-- START Material for this exercise --

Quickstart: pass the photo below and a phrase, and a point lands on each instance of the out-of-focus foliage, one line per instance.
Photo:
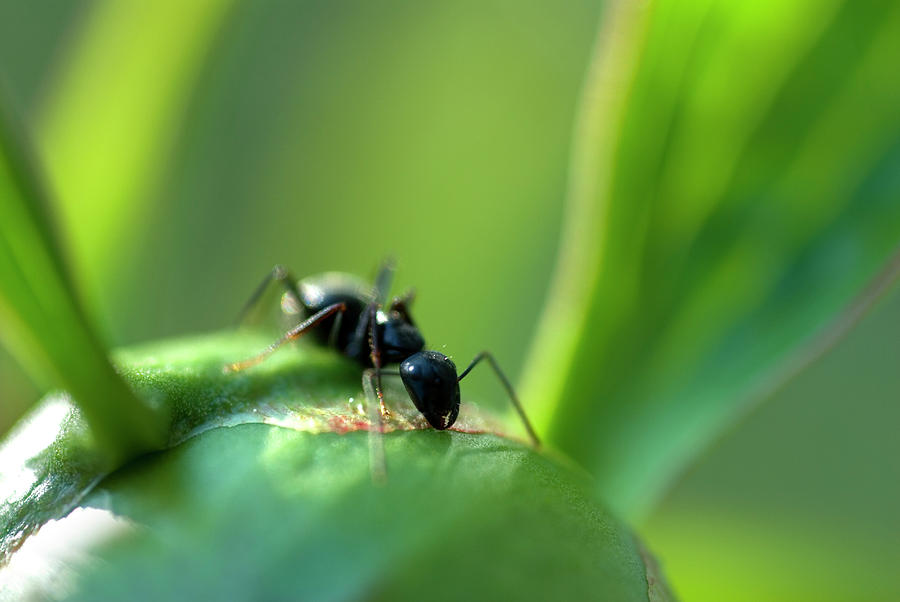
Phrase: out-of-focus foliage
(40, 319)
(111, 119)
(263, 511)
(733, 194)
(804, 494)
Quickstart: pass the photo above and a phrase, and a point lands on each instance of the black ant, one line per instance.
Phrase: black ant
(343, 313)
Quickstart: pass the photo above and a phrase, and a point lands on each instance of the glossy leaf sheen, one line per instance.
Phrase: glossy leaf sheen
(736, 199)
(286, 507)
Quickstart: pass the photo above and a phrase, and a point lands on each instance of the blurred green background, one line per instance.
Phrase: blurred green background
(200, 146)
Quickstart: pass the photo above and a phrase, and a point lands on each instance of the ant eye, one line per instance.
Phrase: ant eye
(430, 379)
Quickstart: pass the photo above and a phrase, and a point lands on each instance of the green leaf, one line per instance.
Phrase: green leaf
(734, 189)
(40, 319)
(282, 503)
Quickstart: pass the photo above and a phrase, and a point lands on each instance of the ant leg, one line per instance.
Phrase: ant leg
(402, 303)
(375, 354)
(290, 335)
(506, 384)
(377, 463)
(383, 281)
(280, 275)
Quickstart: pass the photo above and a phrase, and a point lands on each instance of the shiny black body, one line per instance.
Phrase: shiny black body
(344, 313)
(398, 337)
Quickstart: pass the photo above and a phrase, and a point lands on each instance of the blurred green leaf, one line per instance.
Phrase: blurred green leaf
(40, 319)
(734, 189)
(296, 514)
(112, 115)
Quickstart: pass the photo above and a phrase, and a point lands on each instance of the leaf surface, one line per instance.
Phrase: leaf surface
(267, 492)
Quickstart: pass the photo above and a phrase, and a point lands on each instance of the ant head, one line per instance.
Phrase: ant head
(430, 379)
(399, 337)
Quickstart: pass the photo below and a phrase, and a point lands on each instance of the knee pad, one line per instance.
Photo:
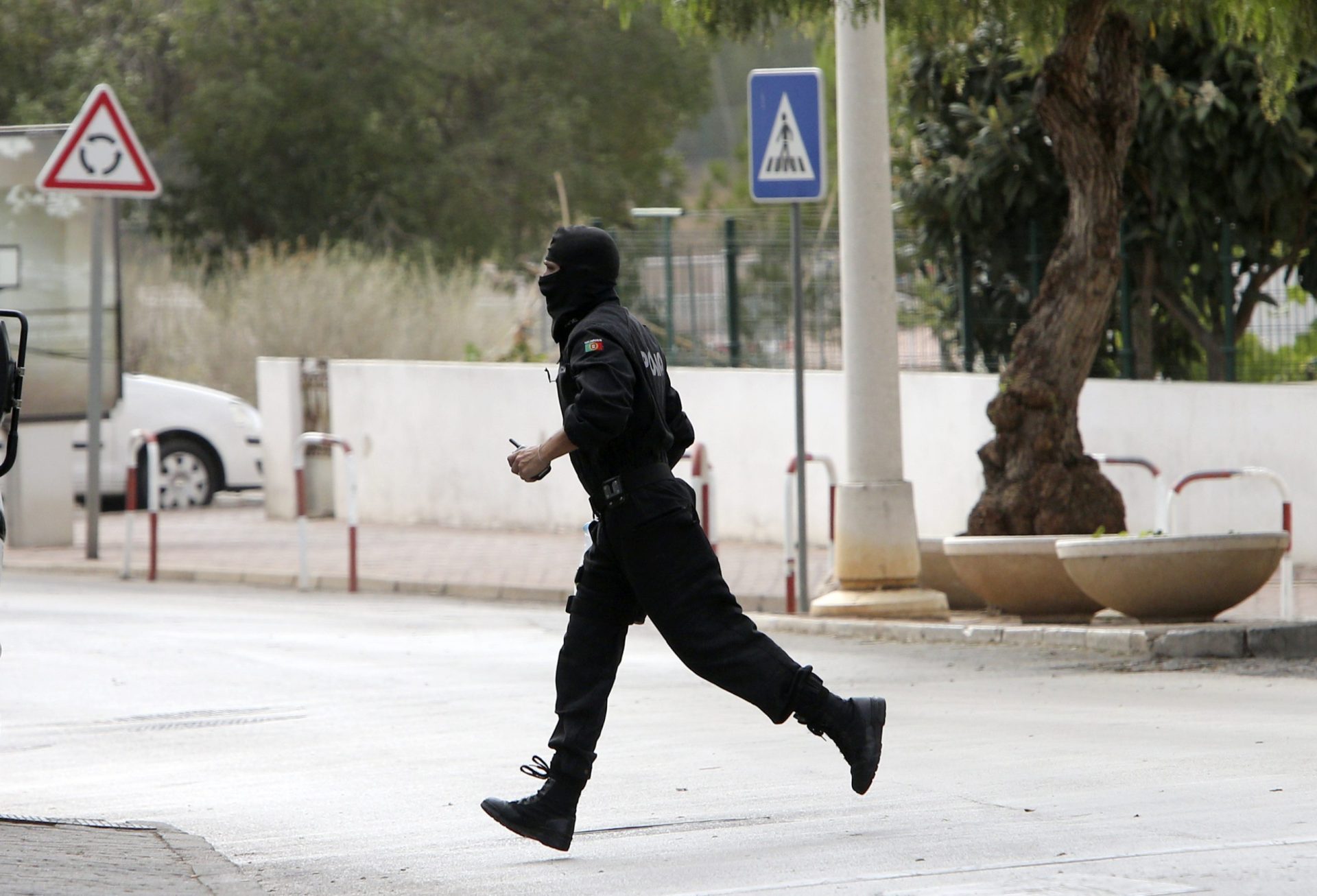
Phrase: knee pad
(608, 608)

-- END Material for this exercise --

#### [Requirement]
Reproduce word for word the stretch from the line containing "blurred green leaf, one line per instance." through the end of the entries, omitting the pictures.

#### [Solution for this task]
Quickstart: pass the photo above and a phrase, and a point lands on each instance of the blurred green leaf, one line per instance.
Phrase: blurred green leaf
(40, 319)
(734, 189)
(296, 514)
(112, 115)
Quickstart: pass the photo above and a phrase, and a point lands on each instance of the leaf surface, one line per instance.
Phrase: leaf surface
(267, 492)
Quickstart: pass the photo above and a phrase, and a point lands on each instance of the ant head, one line per instance.
Phrase: ant head
(430, 379)
(399, 337)
Quickstart: pass the photo below and a phrase, and a point lands on each instance of the knee pad, one line per instance.
Photo:
Phrase: knee pad
(608, 608)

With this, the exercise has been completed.